> [Instructions to follow]:
The entries below hold a line with "Target: jacket zipper" and a line with "Guideline: for each instance of the overhead". Return those lines and all that lie between them, exactly and only.

> [Input data]:

******************************

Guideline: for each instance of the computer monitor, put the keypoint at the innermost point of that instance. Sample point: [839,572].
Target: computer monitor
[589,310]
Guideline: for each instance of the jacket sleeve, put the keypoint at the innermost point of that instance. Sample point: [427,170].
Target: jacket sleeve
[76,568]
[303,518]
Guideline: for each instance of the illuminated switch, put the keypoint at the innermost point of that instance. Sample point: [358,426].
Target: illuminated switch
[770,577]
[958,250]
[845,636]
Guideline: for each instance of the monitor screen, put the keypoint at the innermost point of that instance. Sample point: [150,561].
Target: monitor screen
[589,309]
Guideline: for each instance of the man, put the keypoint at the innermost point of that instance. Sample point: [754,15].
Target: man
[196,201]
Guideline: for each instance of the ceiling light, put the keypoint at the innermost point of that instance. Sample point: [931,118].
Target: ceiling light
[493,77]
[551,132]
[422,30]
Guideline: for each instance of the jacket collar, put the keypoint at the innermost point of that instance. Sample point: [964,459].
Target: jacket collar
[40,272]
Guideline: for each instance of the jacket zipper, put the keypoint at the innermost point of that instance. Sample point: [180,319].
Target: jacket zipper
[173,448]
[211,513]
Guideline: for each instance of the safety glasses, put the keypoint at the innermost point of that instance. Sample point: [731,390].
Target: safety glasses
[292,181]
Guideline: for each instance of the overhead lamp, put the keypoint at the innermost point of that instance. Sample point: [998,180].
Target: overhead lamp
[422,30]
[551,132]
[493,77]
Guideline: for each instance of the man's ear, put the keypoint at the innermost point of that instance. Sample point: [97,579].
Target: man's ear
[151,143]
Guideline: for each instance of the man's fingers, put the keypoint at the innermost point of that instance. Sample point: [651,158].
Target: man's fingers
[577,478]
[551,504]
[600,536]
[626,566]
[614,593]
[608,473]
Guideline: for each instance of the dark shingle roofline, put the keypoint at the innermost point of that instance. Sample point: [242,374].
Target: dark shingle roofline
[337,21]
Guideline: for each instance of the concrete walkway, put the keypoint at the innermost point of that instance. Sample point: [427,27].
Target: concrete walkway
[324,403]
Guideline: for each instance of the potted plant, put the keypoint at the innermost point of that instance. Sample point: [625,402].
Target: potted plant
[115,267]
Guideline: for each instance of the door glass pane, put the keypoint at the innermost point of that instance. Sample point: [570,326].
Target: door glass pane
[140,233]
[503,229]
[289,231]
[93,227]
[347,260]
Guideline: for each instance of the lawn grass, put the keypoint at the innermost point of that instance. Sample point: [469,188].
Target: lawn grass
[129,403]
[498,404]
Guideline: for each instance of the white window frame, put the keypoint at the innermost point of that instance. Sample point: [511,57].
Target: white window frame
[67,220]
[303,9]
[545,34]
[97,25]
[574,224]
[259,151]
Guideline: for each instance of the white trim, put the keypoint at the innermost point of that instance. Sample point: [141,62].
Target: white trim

******************************

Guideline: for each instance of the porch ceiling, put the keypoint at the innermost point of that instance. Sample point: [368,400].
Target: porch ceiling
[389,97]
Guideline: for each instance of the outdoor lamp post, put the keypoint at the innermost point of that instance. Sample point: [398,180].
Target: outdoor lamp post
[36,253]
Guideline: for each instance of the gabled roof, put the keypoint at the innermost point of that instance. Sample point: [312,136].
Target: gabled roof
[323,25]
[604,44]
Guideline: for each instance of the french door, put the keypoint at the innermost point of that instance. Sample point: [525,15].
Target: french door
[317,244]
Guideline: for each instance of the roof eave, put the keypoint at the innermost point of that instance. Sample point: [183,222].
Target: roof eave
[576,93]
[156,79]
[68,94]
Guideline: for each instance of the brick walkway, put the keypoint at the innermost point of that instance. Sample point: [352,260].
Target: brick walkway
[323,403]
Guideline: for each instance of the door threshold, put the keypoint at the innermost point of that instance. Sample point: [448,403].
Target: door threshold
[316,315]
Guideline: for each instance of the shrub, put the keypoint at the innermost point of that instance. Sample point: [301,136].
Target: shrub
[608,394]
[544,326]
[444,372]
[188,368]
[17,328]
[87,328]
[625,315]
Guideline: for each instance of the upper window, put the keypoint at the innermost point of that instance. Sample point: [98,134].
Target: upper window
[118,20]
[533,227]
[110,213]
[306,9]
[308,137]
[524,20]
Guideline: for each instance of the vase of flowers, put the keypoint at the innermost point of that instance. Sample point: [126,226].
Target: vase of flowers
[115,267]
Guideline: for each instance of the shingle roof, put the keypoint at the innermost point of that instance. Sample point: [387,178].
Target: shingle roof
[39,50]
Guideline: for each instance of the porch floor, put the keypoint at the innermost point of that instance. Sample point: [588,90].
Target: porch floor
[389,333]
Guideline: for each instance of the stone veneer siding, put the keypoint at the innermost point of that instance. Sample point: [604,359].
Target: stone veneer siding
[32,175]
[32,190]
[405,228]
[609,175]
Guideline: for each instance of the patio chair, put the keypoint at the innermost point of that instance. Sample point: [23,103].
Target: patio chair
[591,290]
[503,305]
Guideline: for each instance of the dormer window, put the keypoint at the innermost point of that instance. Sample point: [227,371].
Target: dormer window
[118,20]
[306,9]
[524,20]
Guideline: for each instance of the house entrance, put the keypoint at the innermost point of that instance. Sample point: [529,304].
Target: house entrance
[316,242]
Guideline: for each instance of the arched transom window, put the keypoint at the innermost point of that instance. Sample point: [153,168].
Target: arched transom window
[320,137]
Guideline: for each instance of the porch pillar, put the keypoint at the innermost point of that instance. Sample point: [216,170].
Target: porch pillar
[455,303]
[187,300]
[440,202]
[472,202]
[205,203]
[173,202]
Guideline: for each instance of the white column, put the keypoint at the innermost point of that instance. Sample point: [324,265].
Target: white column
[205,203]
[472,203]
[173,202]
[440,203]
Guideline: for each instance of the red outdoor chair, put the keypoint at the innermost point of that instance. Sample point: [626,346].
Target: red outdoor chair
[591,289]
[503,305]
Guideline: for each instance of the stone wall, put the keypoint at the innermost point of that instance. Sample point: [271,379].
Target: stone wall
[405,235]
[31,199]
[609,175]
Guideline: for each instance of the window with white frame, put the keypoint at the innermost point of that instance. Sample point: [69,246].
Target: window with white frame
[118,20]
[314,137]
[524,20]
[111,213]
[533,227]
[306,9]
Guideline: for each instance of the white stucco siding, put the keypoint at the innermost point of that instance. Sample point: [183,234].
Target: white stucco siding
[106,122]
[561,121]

******************************

> [Task solution]:
Target: jacket zipper
[173,448]
[211,513]
Guideline: for each instance of the safety glasses, put the keypoint at the innermost point of that instance. Sample point: [731,390].
Target: safety glasses
[292,181]
Guideline: for each instance of the overhead lamp, put the keypoint at the innermost point of that instance. Sample point: [998,180].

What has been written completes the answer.